### EXTRACT TO READ

“The most valuable unstudied source for Scottish history….in existence.” Historiographer Royal, Professor T.C. Smout
It has been a while since we provided an update on our Scottish Court of Session Papers Digitisation Project after the initial pilot in early 2017 (see previous blog post here). To recap, this project consists of an expansive collection of court records from Scotland’s highest civil court. The collection is held over three institutions here in Edinburgh; The Faculty of Advocates, The Signet Library and the Edinburgh University Library (EUL), with EUL leading the project. There are over 5000 volumes made up of written pleadings of contested cases, answers, replies, and case summaries, many of which have contemporary annotations. It is almost certainly the world’s largest single body of uncatalogued English language printed material before 1900. Many of the volumes are in very poor condition, requiring conservation care, and the volumes often contain large foldouts which present many digitisation challenges.
The aims of this second pilot project is to digitise 300 volumes cover to cover developing and testing workflows as we go. Next, automated item data extraction techniques will gather the key information from the images of the individual cases and documents in order to build up a catalogue record. Put simply, the result would be a searchable catalogue online with individual cases and the constitutive parts, with viewable digital images. Another key strand is that every image will be run through an OCR (Optical Character Recognition) process to provide machine readable text- no small feat from archaic text and machine learning techniques have had to be applied.
Convention suggests that for a large digitisation project such as this, it would be logical to create a catalogue record prior to digitisation, however, this is made almost impossible by the vast amount of uncatalogued material. During the first pilot I quickly learnt that entering that entering catalogue information and metadata manually would be incredibly time consuming. In light of this we were encouraged to explore other avenues for harvesting the data through computational technology.
For this phase we have up-scaled things considerably. We now have two i2S V-Shape scanners and our Project Conservator, Nicole Devereux, has already conserved the 310 volumes needed. We have spent a great deal of time putting together a workflow (and tweaking it!) which combines using both the V-Shape scanners and the PhaseOne IQ3 100MP cameras. The lion’s share of the work will be carried out on the high-speed V-shape scanners, but where there are foldouts and larger volumes, these will be digitised here in the Digital Imaging Unit (DIU).
My colleague Susan Pettigrew and I discussed with Digital Scholarship Developer, Mike Bennet, how we could develop a system which would aid the data extraction process in order to separate documents and cases. We decided to incorporate coloured markers within the image frame which would denote the start (green marker) and end (red marker) of a case, and if a page is a foldout (yellow marker). We then employed our best Blue Peter skills to build a holder for easy insertion of the markers and colour charts which you can view in the images below. The software that Mike has developed can read these colours and record the separation of documents. This system seems to be working so far! The software is also able to auto-crop and auto-deskew the images, as seen below, and it can do this with very large batches of images.
Foldouts are complicated! When scanning a volume we generate a high quality tiff file of each page which is represented by a unique 7 digit ID number. A volume may have more than 1500 pages (yes… that’s going to be a lot of data requiring some hefty processing power!) With each page we record the Volume Unique ID, the 7 digit filename and the page sequence number – these are the three essential pieces of metadata that we record at the digitisation stage to glue the project together.

### REQUIREMENT 1
Update the digitization post by changing "catalogue" to "catalog". Begin at the words "The aims of" and stop after "to be applied.".
The listing that comes next is unrelated to the digitization post.

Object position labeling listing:

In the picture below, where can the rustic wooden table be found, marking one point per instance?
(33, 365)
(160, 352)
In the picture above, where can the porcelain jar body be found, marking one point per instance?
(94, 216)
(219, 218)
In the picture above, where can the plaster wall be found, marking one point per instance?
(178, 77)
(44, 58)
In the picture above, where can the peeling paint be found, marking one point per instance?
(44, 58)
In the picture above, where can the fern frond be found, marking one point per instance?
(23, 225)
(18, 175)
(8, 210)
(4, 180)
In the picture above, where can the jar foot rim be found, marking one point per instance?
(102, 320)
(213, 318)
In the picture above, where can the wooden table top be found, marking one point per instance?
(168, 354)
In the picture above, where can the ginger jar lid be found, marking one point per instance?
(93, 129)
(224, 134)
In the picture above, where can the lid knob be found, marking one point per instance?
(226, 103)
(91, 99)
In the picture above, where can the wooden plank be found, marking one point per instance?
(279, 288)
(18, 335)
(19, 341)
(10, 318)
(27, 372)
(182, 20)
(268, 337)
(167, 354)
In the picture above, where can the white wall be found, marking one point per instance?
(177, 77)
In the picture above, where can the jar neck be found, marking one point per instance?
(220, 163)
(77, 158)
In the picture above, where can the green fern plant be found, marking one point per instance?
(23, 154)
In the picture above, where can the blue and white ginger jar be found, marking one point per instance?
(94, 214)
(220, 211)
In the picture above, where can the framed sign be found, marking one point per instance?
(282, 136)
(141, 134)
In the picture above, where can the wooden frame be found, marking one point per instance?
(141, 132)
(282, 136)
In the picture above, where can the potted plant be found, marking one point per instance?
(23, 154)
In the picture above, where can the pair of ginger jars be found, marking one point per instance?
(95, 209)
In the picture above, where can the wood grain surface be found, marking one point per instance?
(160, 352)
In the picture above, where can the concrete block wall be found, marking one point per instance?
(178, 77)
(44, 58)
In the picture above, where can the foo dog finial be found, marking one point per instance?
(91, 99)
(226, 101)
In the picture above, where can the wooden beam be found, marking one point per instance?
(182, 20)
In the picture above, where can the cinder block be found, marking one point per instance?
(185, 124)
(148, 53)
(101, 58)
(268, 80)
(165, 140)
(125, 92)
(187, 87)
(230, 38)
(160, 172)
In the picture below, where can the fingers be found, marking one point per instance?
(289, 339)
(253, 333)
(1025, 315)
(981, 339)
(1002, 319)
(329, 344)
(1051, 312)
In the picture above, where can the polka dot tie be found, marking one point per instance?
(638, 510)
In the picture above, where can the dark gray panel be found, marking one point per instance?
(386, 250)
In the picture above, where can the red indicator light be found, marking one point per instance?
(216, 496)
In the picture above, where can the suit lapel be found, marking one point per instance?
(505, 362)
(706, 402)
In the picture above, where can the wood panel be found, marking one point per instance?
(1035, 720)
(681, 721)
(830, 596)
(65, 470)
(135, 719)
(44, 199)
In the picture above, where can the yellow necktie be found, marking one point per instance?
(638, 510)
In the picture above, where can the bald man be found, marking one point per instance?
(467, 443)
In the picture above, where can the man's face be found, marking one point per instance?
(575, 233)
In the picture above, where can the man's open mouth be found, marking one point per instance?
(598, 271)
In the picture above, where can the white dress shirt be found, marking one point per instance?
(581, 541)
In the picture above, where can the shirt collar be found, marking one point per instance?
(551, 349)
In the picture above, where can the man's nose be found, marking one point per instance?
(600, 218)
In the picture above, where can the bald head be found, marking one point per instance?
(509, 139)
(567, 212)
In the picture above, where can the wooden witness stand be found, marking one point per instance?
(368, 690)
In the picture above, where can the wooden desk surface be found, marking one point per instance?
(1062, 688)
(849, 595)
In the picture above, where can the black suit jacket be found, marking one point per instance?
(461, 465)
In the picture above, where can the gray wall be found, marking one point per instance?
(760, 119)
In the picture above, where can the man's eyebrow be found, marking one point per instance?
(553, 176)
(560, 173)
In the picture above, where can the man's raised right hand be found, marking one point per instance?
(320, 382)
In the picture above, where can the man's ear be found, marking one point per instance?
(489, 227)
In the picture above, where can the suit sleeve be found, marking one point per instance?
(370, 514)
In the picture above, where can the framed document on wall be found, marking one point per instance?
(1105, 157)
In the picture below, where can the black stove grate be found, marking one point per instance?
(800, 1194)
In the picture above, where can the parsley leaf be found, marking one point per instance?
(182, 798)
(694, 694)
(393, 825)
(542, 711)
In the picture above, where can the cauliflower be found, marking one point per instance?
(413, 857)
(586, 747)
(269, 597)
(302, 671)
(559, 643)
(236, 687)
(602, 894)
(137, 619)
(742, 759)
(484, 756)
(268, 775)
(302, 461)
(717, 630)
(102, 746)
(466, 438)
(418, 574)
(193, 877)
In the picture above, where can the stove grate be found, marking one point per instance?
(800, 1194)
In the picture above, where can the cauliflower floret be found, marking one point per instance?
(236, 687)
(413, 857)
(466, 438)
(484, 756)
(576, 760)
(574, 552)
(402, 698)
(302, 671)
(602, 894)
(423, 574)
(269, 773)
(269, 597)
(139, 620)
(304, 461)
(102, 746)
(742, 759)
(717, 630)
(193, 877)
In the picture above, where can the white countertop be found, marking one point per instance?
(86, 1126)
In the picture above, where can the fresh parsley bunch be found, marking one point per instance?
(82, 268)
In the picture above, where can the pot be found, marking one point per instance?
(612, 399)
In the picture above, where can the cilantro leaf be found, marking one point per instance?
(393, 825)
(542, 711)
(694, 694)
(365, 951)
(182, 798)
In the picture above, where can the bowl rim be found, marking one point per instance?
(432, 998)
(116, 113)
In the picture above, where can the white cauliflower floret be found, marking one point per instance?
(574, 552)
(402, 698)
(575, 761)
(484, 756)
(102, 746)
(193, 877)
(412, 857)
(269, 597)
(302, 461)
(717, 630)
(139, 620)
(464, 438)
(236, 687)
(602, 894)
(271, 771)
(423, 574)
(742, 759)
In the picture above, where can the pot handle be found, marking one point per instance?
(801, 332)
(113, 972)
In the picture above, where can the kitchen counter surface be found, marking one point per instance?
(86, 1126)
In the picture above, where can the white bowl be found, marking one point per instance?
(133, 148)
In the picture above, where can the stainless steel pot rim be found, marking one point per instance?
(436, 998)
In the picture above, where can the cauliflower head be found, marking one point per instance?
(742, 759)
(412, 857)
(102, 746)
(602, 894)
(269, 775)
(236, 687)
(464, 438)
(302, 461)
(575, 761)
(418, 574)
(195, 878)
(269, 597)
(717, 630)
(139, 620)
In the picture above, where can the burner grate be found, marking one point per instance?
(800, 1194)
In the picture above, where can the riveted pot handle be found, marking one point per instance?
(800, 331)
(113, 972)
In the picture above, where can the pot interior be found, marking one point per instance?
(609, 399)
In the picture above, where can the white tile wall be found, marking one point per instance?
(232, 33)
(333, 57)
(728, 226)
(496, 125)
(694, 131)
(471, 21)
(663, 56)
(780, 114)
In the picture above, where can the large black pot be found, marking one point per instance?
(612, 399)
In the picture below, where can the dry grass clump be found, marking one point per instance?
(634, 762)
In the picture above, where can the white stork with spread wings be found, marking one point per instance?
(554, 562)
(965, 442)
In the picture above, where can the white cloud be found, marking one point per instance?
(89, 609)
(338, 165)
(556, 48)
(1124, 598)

### REQUIREMENT 2
Find every line of the listing that contains the word "white" and copy each one.

### TASK RESULT 1
The aims of this second pilot project is to digitise 300 volumes cover to cover developing and testing workflows as we go. Next, automated item data extraction techniques will gather the key information from the images of the individual cases and documents in order to build up a catalog record. Put simply, the result would be a searchable catalog online with individual cases and the constitutive parts, with viewable digital images. Another key strand is that every image will be run through an OCR (Optical Character Recognition) process to provide machine readable text- no small feat from archaic text and machine learning techniques have had to be applied.

### TASK RESULT 2
In the picture above, where can the white wall be found, marking one point per instance?
In the picture above, where can the blue and white ginger jar be found, marking one point per instance?
In the picture above, where can the white dress shirt be found, marking one point per instance?
In the picture above, where can the white countertop be found, marking one point per instance?
In the picture above, where can the white cauliflower floret be found, marking one point per instance?
In the picture above, where can the white bowl be found, marking one point per instance?
In the picture above, where can the white tile wall be found, marking one point per instance?
In the picture above, where can the white stork with spread wings be found, marking one point per instance?
In the picture above, where can the white cloud be found, marking one point per instance?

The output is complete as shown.